> **Task**
Copy all of the data below without altering a single line.

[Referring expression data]
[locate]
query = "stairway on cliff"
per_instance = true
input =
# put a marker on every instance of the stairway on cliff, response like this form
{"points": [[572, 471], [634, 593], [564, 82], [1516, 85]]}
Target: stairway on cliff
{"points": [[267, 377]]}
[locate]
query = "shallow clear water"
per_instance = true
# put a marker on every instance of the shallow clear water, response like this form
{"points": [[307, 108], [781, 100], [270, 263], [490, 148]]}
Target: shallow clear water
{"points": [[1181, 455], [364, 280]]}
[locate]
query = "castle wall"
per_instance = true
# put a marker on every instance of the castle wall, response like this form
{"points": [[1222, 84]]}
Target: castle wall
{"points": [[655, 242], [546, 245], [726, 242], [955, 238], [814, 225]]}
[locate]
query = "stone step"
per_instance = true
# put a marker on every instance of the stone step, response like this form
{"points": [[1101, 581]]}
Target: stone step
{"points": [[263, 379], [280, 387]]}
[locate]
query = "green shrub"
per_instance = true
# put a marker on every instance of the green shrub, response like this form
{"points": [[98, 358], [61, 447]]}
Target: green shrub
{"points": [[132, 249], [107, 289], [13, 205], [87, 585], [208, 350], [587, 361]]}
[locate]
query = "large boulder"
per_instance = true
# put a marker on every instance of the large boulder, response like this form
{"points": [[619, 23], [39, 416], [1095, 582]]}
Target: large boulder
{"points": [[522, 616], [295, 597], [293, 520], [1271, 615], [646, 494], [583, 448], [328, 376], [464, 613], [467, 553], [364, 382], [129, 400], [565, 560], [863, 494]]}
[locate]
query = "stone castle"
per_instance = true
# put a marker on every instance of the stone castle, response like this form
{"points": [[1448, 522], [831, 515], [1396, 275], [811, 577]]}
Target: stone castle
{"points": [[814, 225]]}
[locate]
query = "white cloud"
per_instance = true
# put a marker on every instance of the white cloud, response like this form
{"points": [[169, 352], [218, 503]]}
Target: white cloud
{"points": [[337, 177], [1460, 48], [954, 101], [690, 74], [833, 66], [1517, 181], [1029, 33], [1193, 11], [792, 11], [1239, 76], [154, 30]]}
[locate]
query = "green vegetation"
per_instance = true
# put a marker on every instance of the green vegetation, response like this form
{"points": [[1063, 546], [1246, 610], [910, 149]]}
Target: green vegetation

> **Result of the exercise**
[locate]
query = "stairway on cliff"
per_instance = true
input =
# put a marker on every instance of the stairway on cliff, response like this form
{"points": [[572, 471], [634, 593], [564, 82], [1516, 85]]}
Target: stairway on cliff
{"points": [[267, 377]]}
[locate]
query = "shallow clear water"
per_instance = true
# put a marker on every instance of the shallow clear water, response like this form
{"points": [[307, 108], [781, 100], [270, 263], [490, 148]]}
Target: shallow clear water
{"points": [[1181, 455], [364, 280]]}
[locate]
query = "castle wall"
per_instance = true
# put a marker on every instance of the castle wall, response like this form
{"points": [[1222, 84]]}
Target: castle wall
{"points": [[655, 242], [546, 245], [726, 242], [955, 238], [814, 225]]}
[locate]
query = "stone step"
per_instance = true
# put a marker on every instance of the stone step, response like this form
{"points": [[1101, 581]]}
Target: stone step
{"points": [[263, 379], [280, 387]]}
[locate]
query = "green shrub"
per_instance = true
# put a marker on every instance of the green shrub, response like this form
{"points": [[98, 358], [61, 447]]}
Target: green shrub
{"points": [[132, 249], [107, 289], [13, 205], [87, 585], [208, 350], [587, 361]]}
[locate]
query = "large boulder"
per_instance = true
# put a marker on every instance of the large boulder, response like this form
{"points": [[619, 23], [39, 416], [1095, 582]]}
Target: large boulder
{"points": [[522, 616], [295, 597], [293, 520], [1271, 615], [646, 494], [583, 448], [328, 376], [464, 613], [467, 553], [364, 382], [129, 400], [565, 560], [863, 494]]}
[locate]
query = "stone castle"
per_instance = true
# put a marker on every instance of the stone castle, response like this form
{"points": [[1448, 522], [831, 515], [1396, 275], [811, 577]]}
Target: stone castle
{"points": [[814, 225]]}
[locate]
query = "white cloud"
per_instance = true
# put a marker on every instance of the white cloud, response like this form
{"points": [[169, 352], [218, 503]]}
Target: white cloud
{"points": [[337, 177], [1460, 48], [954, 101], [690, 74], [833, 66], [1517, 181], [1029, 33], [1193, 11], [792, 11], [1239, 76], [154, 30]]}
[locate]
query = "green vegetation"
per_instance = true
# put a marker on every instance of the green vegetation, response like this form
{"points": [[1063, 546], [1246, 610], [910, 149]]}
Target: green vegetation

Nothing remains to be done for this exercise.